- **GIVEN TEXT**:
===

Proof:

We begin by proving (ii) implies (iii). Note that $\phi$ is injective and so im$\;\phi$ is isomorphic to $K$. Let $x \in G$ be arbitrary and observe that

$$x - \phi \circ g(x)$$

lies in the kernel of $g$ and hence in the image of $f$. Thus,

$$x = (x - \phi \circ g(x)) + \phi \circ g(x) \in$$   im$$f +$$   im$$\; \phi.$$

We leave it to the reader to check that the sum $($im$f +$   im$\; \phi)$ is direct. It is easy to show that (iii) implies (i). We now show that (i) implies (ii). Let $k \in K$ and choose any $x \in G$ such that $k = g(x)$. Define $\phi(k) = x - (f\circ \theta)(x)$. To check that this is well defined, suppose that $k = g(x^{\prime}) = g(x^{\prime\prime})$ for a pair of elements $x^{\prime}, x^{\prime\prime} \in G$. There exists $y \in L$ such that $x^{\prime} - x^{\prime\prime} = f(y)$. Applying $f\circ\theta$ to this equation we get

$$(f\circ \theta)(x^{\prime}) - (f\circ \theta)(x^{\prime\prime}) = f\circ\theta\circ f(y) = f(y) = x^{\prime} - x^{\prime\prime},$$

from which we see that $(f\circ \theta)(x^{\prime}) - x^{\prime} = (f\circ \theta)(x^{\prime\prime}) - x^{\prime\prime}$. It is trivial to see that the map $\phi$ that we have defined is a group homomorphism and satisfies the requirement $g \circ \phi =$   id$_K$. $\square$

===

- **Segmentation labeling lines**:
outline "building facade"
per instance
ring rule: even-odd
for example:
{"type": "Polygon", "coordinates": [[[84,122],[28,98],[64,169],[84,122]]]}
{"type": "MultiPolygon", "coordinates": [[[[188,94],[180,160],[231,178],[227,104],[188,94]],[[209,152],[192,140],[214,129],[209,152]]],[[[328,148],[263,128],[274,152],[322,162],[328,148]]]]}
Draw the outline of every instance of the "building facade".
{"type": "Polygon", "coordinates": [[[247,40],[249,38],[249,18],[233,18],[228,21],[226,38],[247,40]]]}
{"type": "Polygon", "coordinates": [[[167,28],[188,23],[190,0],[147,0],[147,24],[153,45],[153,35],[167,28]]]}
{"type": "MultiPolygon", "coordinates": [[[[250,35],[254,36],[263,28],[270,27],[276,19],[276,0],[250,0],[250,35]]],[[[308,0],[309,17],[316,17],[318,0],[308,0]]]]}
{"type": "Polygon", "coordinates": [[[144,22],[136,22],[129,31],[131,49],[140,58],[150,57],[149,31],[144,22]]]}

===

- **EXERCISE SET**:
1. According to the proof, what is left for the reader to check?
2. Please explain how the proof shows that the map φ, defined by φ(k) = x − (f∘θ)(x), is well defined.

- **ANSWERS**:
1. That the sum of im f and im φ is direct.

2. If k = g(x′) = g(x″), then x′ − x″ = f(y) for some y in L. Applying f∘θ and using f∘θ∘f(y) = f(y) gives (f∘θ)(x′) − (f∘θ)(x″) = x′ − x″. This means (f∘θ)(x′) − x′ = (f∘θ)(x″) − x″, so the value of φ(k) does not depend on which x is chosen.